Wednesday 20 May 2009

Phantom incest case sparks compensation claim

A twenty-year-old case of unproven incest has prompted one of its assumed victims to start a legal procedure against the Dutch state. The woman, Elise Watts, is demanding a formal apology and compensation for her suffering as a child, she told Rotterdam's local TV station, RTV Rijnmond.

The case centres around a day-care centre for toddlers in Vlaardingen, near Rotterdam. In 1989, 14 children at the Bolderkar creche, which gave the affair its name, were thought to be the victims of incest. The child protection agency placed them into foster care, and 14 fathers were accused of incest after psychological tests which were considered dubious.

The tests were meant to establish whether incest had actually occurred. The case was prompted by a therapist who was treating an aggressive three-year-old girl at the centre. The therapist concluded the girl must have been abused by her father and raised the alarm.

In the disputed tests, psychologists confronted children at the care centre with a role-play involving life-sized, anatomically correct dummies representing their undressed fathers. The children's responses were used as evidence against the fathers, but that was thrown out by the court in The Hague. The researchers were accused of ignoring that young children tend to give socially desirable answers to adults which may be beside the truth, and that three-year-olds are too young to realise the implications of such answers.

§ **Exercise prompt**
Continue the news article about the Bolderkar creche incest case from where it stops. The records play no part in the work on this page.

§ **Given data**

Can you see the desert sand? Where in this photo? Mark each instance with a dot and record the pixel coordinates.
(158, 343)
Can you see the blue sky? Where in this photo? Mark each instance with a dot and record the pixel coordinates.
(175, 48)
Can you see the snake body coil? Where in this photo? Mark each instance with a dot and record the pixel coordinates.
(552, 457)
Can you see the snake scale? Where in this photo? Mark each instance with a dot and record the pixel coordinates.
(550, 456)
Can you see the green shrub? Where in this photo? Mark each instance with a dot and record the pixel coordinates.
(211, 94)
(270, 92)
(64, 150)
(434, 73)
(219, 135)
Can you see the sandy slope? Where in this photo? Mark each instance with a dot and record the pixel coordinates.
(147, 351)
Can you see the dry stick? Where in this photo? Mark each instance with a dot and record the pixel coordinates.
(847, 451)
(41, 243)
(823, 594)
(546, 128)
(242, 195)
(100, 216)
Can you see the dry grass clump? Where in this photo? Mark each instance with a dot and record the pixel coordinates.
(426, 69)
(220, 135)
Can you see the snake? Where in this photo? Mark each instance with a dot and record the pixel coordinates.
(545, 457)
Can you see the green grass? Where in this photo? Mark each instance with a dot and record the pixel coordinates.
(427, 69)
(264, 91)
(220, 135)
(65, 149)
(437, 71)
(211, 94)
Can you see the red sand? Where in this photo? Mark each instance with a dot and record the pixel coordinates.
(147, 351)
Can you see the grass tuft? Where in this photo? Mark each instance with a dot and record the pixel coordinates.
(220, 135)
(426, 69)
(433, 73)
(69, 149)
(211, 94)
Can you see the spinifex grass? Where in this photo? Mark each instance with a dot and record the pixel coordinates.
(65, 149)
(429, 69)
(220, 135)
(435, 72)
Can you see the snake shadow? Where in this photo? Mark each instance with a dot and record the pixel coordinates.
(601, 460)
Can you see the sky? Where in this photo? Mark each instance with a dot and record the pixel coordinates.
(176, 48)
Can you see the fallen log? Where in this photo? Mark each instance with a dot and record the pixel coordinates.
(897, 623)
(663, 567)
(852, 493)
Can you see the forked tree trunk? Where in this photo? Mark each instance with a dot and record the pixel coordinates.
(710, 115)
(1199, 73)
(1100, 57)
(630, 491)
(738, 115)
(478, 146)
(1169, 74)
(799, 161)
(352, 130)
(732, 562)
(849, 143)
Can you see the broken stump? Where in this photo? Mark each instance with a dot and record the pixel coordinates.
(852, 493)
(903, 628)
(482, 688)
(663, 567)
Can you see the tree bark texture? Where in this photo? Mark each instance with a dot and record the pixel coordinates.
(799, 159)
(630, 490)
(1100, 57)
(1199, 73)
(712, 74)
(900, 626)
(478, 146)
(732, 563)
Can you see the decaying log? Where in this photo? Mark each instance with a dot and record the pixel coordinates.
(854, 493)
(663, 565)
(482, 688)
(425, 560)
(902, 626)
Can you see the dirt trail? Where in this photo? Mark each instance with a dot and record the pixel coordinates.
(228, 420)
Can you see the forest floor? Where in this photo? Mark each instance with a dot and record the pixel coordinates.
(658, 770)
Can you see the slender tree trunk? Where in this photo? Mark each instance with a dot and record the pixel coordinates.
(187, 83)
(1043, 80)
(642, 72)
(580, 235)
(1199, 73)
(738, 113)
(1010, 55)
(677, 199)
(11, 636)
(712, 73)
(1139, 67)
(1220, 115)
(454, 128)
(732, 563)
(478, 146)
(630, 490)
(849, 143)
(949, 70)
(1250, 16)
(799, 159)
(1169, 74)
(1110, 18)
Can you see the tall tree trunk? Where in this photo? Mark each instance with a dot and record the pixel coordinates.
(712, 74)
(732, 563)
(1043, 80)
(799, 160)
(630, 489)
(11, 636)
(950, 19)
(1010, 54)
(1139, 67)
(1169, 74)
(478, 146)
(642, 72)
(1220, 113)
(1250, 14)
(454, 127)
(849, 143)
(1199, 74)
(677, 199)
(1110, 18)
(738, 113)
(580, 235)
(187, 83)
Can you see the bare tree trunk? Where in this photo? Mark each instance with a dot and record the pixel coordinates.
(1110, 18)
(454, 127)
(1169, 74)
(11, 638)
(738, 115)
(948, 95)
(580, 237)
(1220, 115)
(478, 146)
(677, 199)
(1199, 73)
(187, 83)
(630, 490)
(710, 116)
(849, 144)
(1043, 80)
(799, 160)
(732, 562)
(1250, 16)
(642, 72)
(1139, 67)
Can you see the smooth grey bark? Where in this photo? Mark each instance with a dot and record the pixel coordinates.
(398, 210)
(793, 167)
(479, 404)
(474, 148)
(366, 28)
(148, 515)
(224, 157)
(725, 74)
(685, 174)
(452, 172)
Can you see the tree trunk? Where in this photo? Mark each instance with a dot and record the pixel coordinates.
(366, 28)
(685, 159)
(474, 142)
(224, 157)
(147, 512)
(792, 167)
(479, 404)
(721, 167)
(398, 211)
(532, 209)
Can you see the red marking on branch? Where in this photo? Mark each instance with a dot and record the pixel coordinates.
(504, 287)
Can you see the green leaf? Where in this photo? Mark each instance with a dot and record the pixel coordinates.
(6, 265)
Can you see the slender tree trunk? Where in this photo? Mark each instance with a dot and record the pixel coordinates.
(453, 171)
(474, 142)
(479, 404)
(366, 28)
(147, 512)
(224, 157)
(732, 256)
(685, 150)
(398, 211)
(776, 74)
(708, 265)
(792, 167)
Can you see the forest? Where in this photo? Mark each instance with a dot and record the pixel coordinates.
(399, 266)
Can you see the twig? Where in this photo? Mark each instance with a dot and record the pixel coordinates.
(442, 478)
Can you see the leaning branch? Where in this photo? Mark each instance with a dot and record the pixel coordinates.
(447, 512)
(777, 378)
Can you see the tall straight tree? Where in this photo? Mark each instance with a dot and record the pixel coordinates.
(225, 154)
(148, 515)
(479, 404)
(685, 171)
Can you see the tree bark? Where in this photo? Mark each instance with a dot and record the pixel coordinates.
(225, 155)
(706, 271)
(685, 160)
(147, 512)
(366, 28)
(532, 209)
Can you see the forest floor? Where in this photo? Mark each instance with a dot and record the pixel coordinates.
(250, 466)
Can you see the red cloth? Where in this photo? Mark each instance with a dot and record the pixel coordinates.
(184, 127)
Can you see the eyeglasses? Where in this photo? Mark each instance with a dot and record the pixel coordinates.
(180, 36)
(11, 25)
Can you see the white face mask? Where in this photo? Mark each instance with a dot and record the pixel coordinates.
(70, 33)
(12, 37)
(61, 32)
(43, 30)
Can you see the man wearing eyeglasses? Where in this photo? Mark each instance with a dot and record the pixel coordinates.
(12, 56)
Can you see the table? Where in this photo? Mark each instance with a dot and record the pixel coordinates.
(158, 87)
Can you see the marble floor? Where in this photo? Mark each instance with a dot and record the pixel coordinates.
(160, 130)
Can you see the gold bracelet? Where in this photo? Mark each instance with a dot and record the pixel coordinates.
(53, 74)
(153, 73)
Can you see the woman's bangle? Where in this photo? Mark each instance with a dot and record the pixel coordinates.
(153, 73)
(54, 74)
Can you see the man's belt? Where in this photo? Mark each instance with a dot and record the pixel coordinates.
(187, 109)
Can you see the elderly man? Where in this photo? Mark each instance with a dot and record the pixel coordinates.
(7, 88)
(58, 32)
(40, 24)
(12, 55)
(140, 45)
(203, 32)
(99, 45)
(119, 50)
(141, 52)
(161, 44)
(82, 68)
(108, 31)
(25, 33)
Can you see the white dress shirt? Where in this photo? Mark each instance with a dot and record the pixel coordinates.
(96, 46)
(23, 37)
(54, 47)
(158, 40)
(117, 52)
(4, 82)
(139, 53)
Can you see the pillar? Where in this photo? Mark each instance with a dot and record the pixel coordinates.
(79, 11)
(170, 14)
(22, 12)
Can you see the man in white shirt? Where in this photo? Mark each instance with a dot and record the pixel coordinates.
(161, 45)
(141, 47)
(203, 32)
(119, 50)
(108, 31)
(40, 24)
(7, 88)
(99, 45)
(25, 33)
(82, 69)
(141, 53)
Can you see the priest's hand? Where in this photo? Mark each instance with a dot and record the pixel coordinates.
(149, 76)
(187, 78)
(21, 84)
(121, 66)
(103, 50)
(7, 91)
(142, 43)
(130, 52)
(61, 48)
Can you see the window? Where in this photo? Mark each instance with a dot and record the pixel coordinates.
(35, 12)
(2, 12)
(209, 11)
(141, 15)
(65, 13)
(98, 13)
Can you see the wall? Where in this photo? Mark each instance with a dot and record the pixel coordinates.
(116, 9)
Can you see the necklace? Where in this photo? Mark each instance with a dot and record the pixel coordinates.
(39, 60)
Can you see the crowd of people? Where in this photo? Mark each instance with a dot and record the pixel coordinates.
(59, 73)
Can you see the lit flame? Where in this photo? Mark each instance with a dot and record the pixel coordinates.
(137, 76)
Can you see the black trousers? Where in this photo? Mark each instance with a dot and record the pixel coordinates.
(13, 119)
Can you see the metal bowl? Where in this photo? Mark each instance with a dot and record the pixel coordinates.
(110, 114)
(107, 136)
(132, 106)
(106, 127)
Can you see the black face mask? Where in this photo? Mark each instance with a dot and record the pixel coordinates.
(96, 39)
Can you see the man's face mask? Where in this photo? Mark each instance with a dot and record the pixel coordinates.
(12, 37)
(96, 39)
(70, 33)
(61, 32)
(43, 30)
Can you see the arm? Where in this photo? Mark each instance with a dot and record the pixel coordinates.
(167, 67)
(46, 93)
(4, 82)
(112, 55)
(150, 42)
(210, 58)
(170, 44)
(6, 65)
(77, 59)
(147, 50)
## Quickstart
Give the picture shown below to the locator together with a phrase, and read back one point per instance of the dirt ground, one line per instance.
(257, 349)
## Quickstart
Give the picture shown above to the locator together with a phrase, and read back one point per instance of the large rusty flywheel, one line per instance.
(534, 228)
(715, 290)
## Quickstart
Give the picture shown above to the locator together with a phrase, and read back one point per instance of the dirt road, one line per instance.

§ **Written reply**
In the end, all fourteen cases were dismissed and no-one was convicted. Ever since, the "Bolderkar affair" has been mentioned as a prime example of group hysteria and overprotective government child care workers.

The woman who is pleading for compensation was three years old when she was forcibly separated from her father and placed into foster care. Watts says the experience has traumatised her and has cast a dark shadow over her childhood. Her legal representative, lawyer Dirk Vermaat, confirms she suffered considerable psychological damage from the affair.

A spokesperson for the Bolderkar told reporters the case is extraordinary, but declined to give any further comment. There has been no reaction from the state's legal representative.